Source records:
Start

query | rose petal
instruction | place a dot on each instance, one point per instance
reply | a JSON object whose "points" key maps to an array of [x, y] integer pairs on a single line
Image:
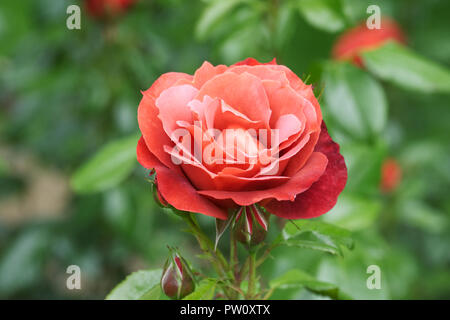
{"points": [[323, 194], [301, 182], [175, 188], [149, 123], [244, 93]]}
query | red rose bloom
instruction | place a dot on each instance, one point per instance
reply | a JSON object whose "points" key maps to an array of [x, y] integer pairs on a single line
{"points": [[100, 8], [391, 175], [350, 44], [305, 172]]}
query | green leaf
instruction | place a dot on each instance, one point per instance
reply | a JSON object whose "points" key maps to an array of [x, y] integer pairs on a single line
{"points": [[364, 166], [298, 278], [313, 245], [204, 291], [140, 285], [354, 212], [323, 14], [403, 67], [212, 15], [354, 100], [326, 237], [108, 167], [418, 214]]}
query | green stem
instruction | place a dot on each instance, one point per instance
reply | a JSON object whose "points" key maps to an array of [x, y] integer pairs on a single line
{"points": [[207, 246], [252, 275]]}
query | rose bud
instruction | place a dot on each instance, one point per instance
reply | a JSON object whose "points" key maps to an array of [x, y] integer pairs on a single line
{"points": [[177, 280], [107, 8], [391, 175], [359, 39], [251, 225]]}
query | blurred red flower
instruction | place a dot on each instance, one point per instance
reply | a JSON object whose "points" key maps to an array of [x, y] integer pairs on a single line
{"points": [[102, 8], [391, 175], [354, 41]]}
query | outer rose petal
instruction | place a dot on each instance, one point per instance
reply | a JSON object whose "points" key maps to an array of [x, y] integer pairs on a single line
{"points": [[175, 188], [300, 182], [149, 123], [253, 62], [323, 194]]}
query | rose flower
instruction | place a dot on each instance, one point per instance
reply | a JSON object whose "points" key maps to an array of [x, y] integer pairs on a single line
{"points": [[101, 8], [246, 136], [354, 41]]}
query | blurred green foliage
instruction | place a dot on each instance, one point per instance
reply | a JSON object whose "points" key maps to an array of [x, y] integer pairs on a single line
{"points": [[68, 102]]}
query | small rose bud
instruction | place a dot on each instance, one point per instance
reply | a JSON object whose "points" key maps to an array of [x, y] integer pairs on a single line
{"points": [[177, 280], [159, 199], [251, 225]]}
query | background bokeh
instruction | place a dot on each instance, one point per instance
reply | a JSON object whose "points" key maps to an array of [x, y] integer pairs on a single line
{"points": [[71, 191]]}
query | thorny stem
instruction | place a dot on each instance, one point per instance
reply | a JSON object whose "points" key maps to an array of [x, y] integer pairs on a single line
{"points": [[207, 246], [251, 274], [230, 271]]}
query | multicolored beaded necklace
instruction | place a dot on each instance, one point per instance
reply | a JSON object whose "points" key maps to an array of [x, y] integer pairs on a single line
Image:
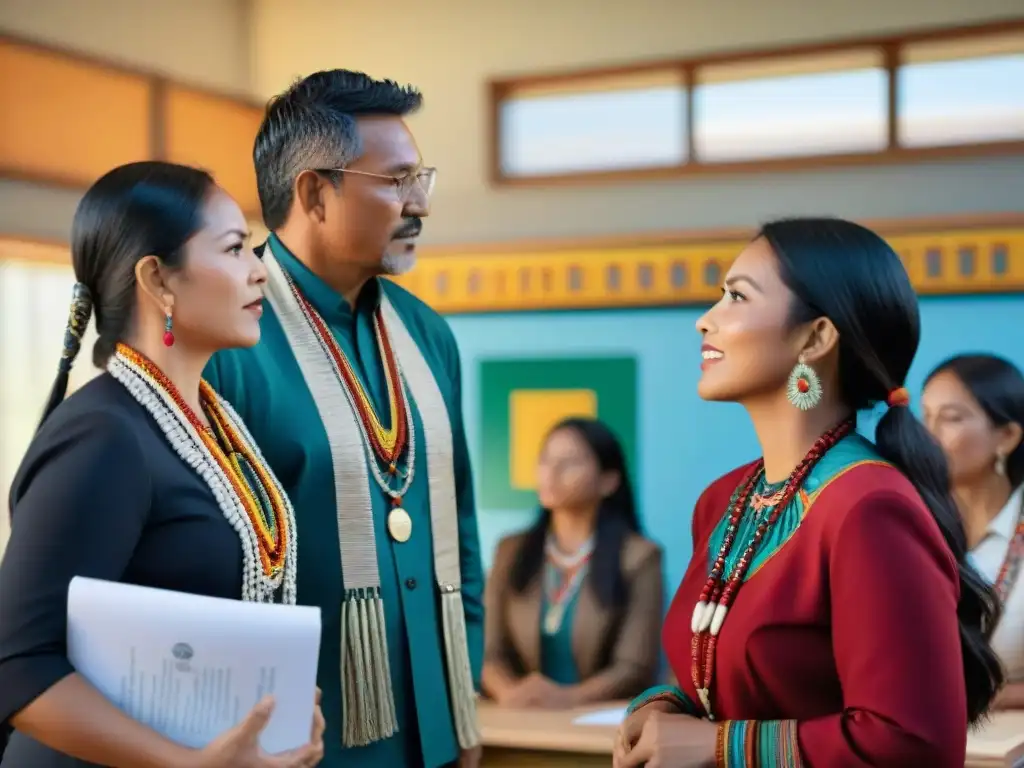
{"points": [[718, 593], [226, 458], [385, 445], [1012, 562], [563, 578]]}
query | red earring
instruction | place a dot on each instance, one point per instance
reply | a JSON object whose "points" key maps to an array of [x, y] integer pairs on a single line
{"points": [[168, 334]]}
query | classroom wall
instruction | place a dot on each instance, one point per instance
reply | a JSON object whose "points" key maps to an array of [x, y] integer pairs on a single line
{"points": [[684, 443], [451, 48], [202, 42]]}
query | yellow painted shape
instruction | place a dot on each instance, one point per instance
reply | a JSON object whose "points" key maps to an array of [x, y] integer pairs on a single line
{"points": [[531, 415], [672, 274]]}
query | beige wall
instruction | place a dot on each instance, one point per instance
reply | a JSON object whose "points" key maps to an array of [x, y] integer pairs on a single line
{"points": [[451, 47], [198, 41]]}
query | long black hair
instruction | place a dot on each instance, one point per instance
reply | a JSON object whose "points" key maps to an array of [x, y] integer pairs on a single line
{"points": [[848, 273], [997, 385], [136, 210], [616, 518]]}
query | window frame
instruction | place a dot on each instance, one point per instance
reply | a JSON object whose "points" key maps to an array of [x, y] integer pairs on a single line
{"points": [[891, 46]]}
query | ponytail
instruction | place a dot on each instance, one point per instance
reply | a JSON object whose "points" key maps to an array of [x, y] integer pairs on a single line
{"points": [[78, 321], [902, 439]]}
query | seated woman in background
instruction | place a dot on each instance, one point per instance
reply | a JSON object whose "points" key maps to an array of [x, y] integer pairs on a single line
{"points": [[573, 604], [974, 406], [827, 619], [143, 475]]}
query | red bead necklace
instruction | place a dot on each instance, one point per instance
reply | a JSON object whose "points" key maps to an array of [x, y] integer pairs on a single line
{"points": [[718, 594]]}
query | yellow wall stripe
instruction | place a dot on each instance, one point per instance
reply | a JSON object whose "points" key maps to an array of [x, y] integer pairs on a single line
{"points": [[948, 260], [939, 261]]}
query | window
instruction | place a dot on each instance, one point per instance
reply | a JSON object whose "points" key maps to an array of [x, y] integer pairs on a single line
{"points": [[966, 90], [823, 104], [604, 124], [900, 98]]}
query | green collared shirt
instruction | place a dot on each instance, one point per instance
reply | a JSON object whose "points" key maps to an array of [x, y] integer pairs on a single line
{"points": [[266, 387]]}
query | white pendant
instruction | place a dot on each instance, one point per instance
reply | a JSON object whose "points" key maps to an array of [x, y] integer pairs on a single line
{"points": [[719, 619], [399, 524], [709, 611], [553, 619], [697, 615]]}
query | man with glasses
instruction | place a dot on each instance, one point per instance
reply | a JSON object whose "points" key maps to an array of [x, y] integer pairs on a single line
{"points": [[353, 395]]}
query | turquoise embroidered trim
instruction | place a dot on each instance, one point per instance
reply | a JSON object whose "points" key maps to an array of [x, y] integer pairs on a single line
{"points": [[758, 743], [665, 693]]}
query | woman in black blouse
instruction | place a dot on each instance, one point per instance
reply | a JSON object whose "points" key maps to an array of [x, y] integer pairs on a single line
{"points": [[143, 475]]}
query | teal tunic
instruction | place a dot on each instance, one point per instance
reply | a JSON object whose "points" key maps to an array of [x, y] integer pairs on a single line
{"points": [[557, 660], [266, 387]]}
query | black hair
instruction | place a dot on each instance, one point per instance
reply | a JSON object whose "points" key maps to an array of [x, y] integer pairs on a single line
{"points": [[616, 518], [997, 385], [851, 275], [140, 209], [311, 126]]}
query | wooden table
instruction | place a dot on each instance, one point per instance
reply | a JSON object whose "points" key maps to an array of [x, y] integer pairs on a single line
{"points": [[530, 738]]}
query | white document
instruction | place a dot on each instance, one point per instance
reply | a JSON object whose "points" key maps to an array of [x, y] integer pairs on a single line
{"points": [[612, 717], [192, 667]]}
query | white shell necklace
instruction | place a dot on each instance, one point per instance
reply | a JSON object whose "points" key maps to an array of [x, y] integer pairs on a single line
{"points": [[257, 585]]}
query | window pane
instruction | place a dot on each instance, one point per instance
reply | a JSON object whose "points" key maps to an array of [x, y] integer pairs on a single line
{"points": [[965, 101], [803, 107], [594, 129]]}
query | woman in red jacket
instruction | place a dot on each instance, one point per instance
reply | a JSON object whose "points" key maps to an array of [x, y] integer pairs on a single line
{"points": [[827, 617]]}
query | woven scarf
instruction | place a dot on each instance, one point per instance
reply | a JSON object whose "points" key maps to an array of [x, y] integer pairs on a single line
{"points": [[368, 698]]}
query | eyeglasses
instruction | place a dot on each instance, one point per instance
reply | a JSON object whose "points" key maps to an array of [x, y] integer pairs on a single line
{"points": [[404, 184]]}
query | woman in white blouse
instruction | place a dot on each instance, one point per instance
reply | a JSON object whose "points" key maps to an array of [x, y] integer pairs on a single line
{"points": [[974, 406]]}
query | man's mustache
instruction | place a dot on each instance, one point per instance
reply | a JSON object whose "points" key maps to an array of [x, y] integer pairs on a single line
{"points": [[411, 228]]}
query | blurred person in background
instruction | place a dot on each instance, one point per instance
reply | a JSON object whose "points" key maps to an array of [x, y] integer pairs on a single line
{"points": [[354, 395], [974, 406], [822, 569], [573, 604], [143, 475]]}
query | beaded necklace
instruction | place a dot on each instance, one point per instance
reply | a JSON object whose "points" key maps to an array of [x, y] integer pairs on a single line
{"points": [[717, 595], [227, 459], [563, 578], [1012, 562], [384, 445]]}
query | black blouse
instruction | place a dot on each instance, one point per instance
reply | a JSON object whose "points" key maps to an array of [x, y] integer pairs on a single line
{"points": [[99, 494]]}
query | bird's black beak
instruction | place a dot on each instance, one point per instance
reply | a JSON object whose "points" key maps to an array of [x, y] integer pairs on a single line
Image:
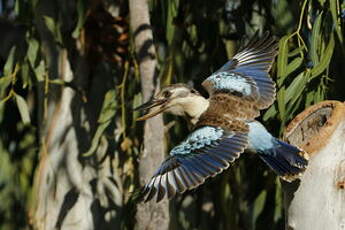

End

What is required:
Please give the number of lines in the data above that contain the string "petal", and reply with that number only.

Task response:
2